* [Excerpted data]
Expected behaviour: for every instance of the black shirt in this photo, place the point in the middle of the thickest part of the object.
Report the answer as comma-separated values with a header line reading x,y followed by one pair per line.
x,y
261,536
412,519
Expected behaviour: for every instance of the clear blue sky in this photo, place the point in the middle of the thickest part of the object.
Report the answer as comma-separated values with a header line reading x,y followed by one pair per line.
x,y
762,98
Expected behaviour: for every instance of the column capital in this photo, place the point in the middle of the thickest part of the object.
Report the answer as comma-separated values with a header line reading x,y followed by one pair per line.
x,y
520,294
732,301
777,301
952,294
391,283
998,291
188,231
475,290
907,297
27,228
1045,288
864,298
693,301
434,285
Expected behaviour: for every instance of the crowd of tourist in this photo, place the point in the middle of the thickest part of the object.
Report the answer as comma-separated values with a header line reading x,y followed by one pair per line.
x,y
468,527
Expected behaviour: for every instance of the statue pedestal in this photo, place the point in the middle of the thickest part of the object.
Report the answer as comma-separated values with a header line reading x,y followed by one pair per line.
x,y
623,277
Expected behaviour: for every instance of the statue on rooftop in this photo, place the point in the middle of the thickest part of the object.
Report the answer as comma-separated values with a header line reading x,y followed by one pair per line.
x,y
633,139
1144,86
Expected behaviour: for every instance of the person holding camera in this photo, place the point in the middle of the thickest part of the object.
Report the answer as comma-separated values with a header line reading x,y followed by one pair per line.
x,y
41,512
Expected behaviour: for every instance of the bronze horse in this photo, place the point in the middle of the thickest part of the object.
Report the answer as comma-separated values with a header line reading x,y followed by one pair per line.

* [Problem]
Render every line of all the items above as a Markdown table with two columns, No. and Line, giving each row a number and leaving out blank lines.

* [Result for this exercise]
| No. | Line |
|---|---|
| 1 | Expected behaviour: for every instance of the black shirt in this photo, place the point in the middle of the thickest part of the object. |
| 2 | Report the answer as comma-separated values with a header line reading x,y followed by one pair per line. |
| 3 | x,y |
| 4 | 261,536 |
| 5 | 412,519 |
| 6 | Expected behaviour: for every instance of the clear blue sky in this photo, place the point in the middle of the thickest part of the object. |
| 7 | Report the answer as comma-separated values with a header line reading x,y followed by one pair per line. |
| 8 | x,y |
| 9 | 762,98 |
| 10 | Expected behaviour: for every instance of the column capital in this photo, place the point in the middle of the thickest part of the object. |
| 11 | Report the answer as comma-separated values with a header line reading x,y followed by one pair per line. |
| 12 | x,y |
| 13 | 520,294 |
| 14 | 732,301 |
| 15 | 777,301 |
| 16 | 952,294 |
| 17 | 391,283 |
| 18 | 998,291 |
| 19 | 188,231 |
| 20 | 475,290 |
| 21 | 907,297 |
| 22 | 27,228 |
| 23 | 1045,288 |
| 24 | 864,298 |
| 25 | 693,301 |
| 26 | 434,285 |
| 27 | Expected behaviour: for every instance of the crowd of tourist in this photo, place the point in the middle of the thickest part of the object. |
| 28 | Report the answer as comma-separated values with a header line reading x,y followed by one pair per line. |
| 29 | x,y |
| 30 | 468,527 |
| 31 | Expected behaviour: for every instance of the statue pedestal in this photo, place the point in the middle of the thickest part of the object. |
| 32 | Report the answer as comma-separated values with a header line reading x,y followed by one pair per line. |
| 33 | x,y |
| 34 | 623,277 |
| 35 | Expected behaviour: for every instance of the statue on rooftop in this photo, place the point in the middle of the thickest part of the object. |
| 36 | Report the answer as comma-separated values with a header line reading x,y followed by one pair per line. |
| 37 | x,y |
| 38 | 633,139 |
| 39 | 1144,86 |
| 40 | Expected behaviour: for every instance of the person holding camera in this photo, place the point in the middle of the thickest part of the object. |
| 41 | Report the answer as comma-separated values with a header line reading x,y followed by one pair per line. |
| 42 | x,y |
| 43 | 41,512 |
| 44 | Expected behaviour: for every instance of the bronze horse in this photo, place the point in the middle of the thickest part of the object. |
| 45 | Report the answer as comma-separated values with a header line reading x,y followed by one pair per line. |